* [引用文]:
○ ○ ○

Huffpost (Dec. 18, 2012)

Micky Dolenz: The Man, the myth, the Monkee... and ME

by Tony Sachs

 

私には秘密があります、ほんのわずかな親しい友人しか知らないことで、私の妻でさえ最近まで知らなかったことです。

 

私はモンキーズが大好きなんです。

 

私が言いたいのは、ラジオで "Last Train To Clarksville" や "Daydrema Believer" を聞いて、「この曲、いいな。」と思うのではなく、モンキーズが好き!ということです。怪しげなアルバムも、スタジオ・アウトテイクも、未発表のモノ・バージョンも、持っているだけでなく、何度も、学者のように勤勉に、ファンクラブ会長のように熱心に(まだ会長ではないけど)、全部聞いています。モンキーズを聞く時は、妻と娘に迷惑をかけないようにヘッドフォンで聞くようにしています。熱狂的なモンキーズ・ファンであることは、時折、孤独な探究者であるということなのです。

 
私のモンキーズへの情熱は、私が15才位の少年だった頃に始まったのですが、1970年の解散以降は鳴りを潜めていました。何年も、何十年も経ってから、ミッキー・ドレンツ、デイビー・ジョーンズ、ピーター・トーク(マイク・ネスミスはたまにしか参加しません)を見るのは悲しいことだろうと思っていました。何周年かの記念に再結成して、今風に見せようとしたり(特に80年代後半の衣装は最悪でした)、昔のヒット曲をシンセのキーボードとドラムで台無しにしたり。そんな訳で、彼らの再結成のアルバム2枚(その内1枚にはネスミスも参加していたのですが)からは距離を置いていました。私は60年代の象徴としてのモンキーズに満足しきっていたのです。品質のよいアウトテイクやデラックス・バージョンが出続けていたので、それは容易いことでした。
 

しかし、今年の2月にデイビー・ジョーンズが突然この世を去りました。モンキーズの45周年記念ツアーが終わってすぐでした。もちろん、私はこのツアーを見に行きませんでした。そして、私は悟ったのです。残ったモンキーズのメンバーが地上を歩いている内に見ることができる時間はどんどん減っているのだと。

 

有難いことに、ドレンツ、ネスミス、トークのチームは楽器を手に(そう、批判論者の方々、彼らは自分たちで楽器を演奏するのです)、再びツアーに出る決断をしてくれました。もちろん、デイビーは居ませんが、アメリカでは1969年以来初めて、マイクがツアーに戻ってきました。まだ秘密にしていた私のモンキーズへの情熱を知る数少ない友人たちの助けを借りて、私はツアー最終日のニューヨーク、ビーコン・シアターのオーケストラ・シート(一階席)2枚を確保しました。

○ ○ ○

引用文のうち「有難いことに」で始まる段落を、主要な事実を残して箇条書きにまとめてください。

○ ○ ○

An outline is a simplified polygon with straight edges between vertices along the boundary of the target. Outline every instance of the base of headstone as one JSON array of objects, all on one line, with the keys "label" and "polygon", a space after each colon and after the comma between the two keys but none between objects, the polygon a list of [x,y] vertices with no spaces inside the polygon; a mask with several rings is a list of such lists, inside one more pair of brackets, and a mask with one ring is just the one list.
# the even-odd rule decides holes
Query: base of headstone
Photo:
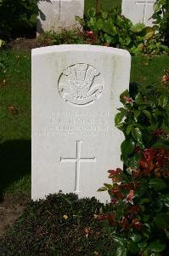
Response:
[{"label": "base of headstone", "polygon": [[83,17],[84,0],[40,0],[37,34],[60,27],[77,27],[75,16]]}]

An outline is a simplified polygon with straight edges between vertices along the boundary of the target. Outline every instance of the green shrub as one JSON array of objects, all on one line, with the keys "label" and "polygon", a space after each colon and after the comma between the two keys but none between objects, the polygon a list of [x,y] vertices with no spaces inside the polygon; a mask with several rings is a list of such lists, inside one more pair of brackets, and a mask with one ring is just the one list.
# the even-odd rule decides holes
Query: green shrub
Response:
[{"label": "green shrub", "polygon": [[115,245],[94,218],[102,207],[94,198],[73,194],[31,201],[0,241],[0,254],[112,255]]},{"label": "green shrub", "polygon": [[77,29],[60,29],[58,32],[48,31],[37,38],[42,46],[58,45],[64,44],[84,44],[84,34]]},{"label": "green shrub", "polygon": [[[155,31],[138,23],[133,26],[130,20],[115,12],[96,13],[90,9],[84,19],[76,20],[87,32],[93,32],[99,44],[128,49],[132,54],[160,54],[169,49],[157,40]],[[93,43],[93,40],[91,40]]]},{"label": "green shrub", "polygon": [[37,26],[37,0],[0,1],[0,38],[25,36]]},{"label": "green shrub", "polygon": [[156,25],[160,38],[169,46],[169,2],[156,0],[154,8],[153,23]]},{"label": "green shrub", "polygon": [[110,195],[112,212],[99,218],[112,227],[116,255],[169,254],[168,85],[166,71],[159,87],[138,86],[121,96],[124,108],[115,121],[125,135],[125,167],[110,170],[112,184],[99,189]]}]

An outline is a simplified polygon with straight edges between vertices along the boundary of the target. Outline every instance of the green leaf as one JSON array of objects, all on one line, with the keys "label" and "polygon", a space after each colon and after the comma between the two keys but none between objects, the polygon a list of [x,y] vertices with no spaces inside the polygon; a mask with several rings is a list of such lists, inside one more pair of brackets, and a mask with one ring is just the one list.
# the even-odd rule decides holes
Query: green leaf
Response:
[{"label": "green leaf", "polygon": [[141,113],[140,110],[134,110],[134,117],[137,119]]},{"label": "green leaf", "polygon": [[101,187],[101,188],[99,188],[99,189],[98,189],[98,192],[102,192],[102,191],[105,191],[105,190],[107,190],[107,188],[105,188],[105,187]]},{"label": "green leaf", "polygon": [[142,236],[139,234],[134,234],[131,236],[131,239],[134,241],[134,242],[138,242],[141,241],[142,239]]},{"label": "green leaf", "polygon": [[138,105],[142,105],[144,103],[144,98],[140,92],[138,92],[138,94],[137,94],[137,96],[135,96],[135,102]]},{"label": "green leaf", "polygon": [[147,241],[144,241],[138,245],[141,249],[147,247]]},{"label": "green leaf", "polygon": [[169,218],[165,213],[159,213],[155,216],[155,222],[159,229],[165,230],[168,228]]},{"label": "green leaf", "polygon": [[115,42],[115,39],[112,36],[110,36],[106,33],[104,34],[104,38],[105,42],[108,44],[114,44]]},{"label": "green leaf", "polygon": [[166,248],[166,245],[161,241],[160,241],[159,240],[157,240],[151,242],[149,244],[149,247],[154,253],[161,253]]},{"label": "green leaf", "polygon": [[90,8],[88,10],[87,10],[87,15],[92,18],[92,17],[94,17],[96,15],[96,10],[94,8]]},{"label": "green leaf", "polygon": [[127,256],[127,248],[125,247],[118,247],[116,248],[115,256]]},{"label": "green leaf", "polygon": [[104,26],[102,29],[104,32],[106,32],[107,34],[109,34],[112,37],[114,37],[117,33],[116,27],[114,26],[111,20],[104,20]]},{"label": "green leaf", "polygon": [[132,128],[132,135],[137,142],[142,141],[142,133],[139,128]]},{"label": "green leaf", "polygon": [[168,102],[168,96],[167,95],[161,95],[159,98],[159,104],[162,108],[165,108]]},{"label": "green leaf", "polygon": [[107,12],[101,12],[102,14],[102,17],[104,20],[106,20],[107,19],[107,16],[108,16],[108,13]]},{"label": "green leaf", "polygon": [[151,114],[148,110],[143,110],[143,113],[149,120],[151,119]]},{"label": "green leaf", "polygon": [[112,184],[104,183],[104,185],[108,189],[112,189],[112,188],[113,188],[113,185],[112,185]]},{"label": "green leaf", "polygon": [[121,145],[122,155],[127,157],[134,152],[135,143],[132,139],[126,139]]},{"label": "green leaf", "polygon": [[163,201],[164,205],[166,207],[169,207],[169,194],[161,195],[160,198]]},{"label": "green leaf", "polygon": [[125,100],[123,99],[123,96],[130,98],[130,95],[129,95],[129,91],[128,90],[126,90],[125,91],[123,91],[121,96],[120,96],[120,100],[121,100],[121,102],[122,102],[123,104],[126,104],[126,102]]},{"label": "green leaf", "polygon": [[120,113],[117,113],[115,114],[115,125],[118,125],[119,123],[121,123],[121,121],[122,120],[122,119],[125,116],[125,114],[126,114],[125,112],[120,112]]},{"label": "green leaf", "polygon": [[150,201],[150,199],[149,198],[142,198],[139,201],[139,203],[142,205],[142,204],[146,204],[146,203],[149,203]]},{"label": "green leaf", "polygon": [[131,131],[132,131],[132,127],[133,125],[129,125],[127,127],[127,134],[129,135]]},{"label": "green leaf", "polygon": [[134,33],[138,33],[142,32],[144,27],[145,25],[144,23],[137,23],[136,25],[131,27],[131,31],[133,32]]},{"label": "green leaf", "polygon": [[75,16],[75,19],[76,19],[76,21],[79,22],[79,24],[80,24],[81,26],[85,26],[85,21],[84,21],[83,19],[82,19],[82,18],[79,17],[79,16]]},{"label": "green leaf", "polygon": [[138,251],[139,251],[139,248],[137,245],[137,243],[133,242],[132,241],[130,241],[128,245],[127,245],[127,248],[128,248],[128,251],[132,253],[138,253]]},{"label": "green leaf", "polygon": [[149,187],[158,191],[166,189],[166,184],[161,178],[155,177],[149,180]]},{"label": "green leaf", "polygon": [[146,40],[149,40],[150,38],[152,38],[155,35],[155,29],[153,27],[150,27],[150,26],[146,26],[144,28],[144,31],[145,31],[145,37],[144,38]]}]

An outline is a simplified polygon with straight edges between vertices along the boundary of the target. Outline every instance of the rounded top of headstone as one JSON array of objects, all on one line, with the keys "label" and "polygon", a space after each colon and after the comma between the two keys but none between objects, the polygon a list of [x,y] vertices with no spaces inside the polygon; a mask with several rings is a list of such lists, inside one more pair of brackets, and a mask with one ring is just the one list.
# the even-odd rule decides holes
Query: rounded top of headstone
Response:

○ ○ ○

* [解答]:
- ドレンツ、ネスミス、トークの三人は、自分たちで楽器を演奏して再びツアーに出ることを決めた。
- デイビーは参加していない。
- マイクがアメリカでのツアーに戻るのは1969年以来初めてである。
- 筆者はモンキーズへの情熱を知る数少ない友人たちの助けを借りて、ツアー最終日のニューヨーク、ビーコン・シアターのオーケストラ・シート(一階席)を2枚確保した。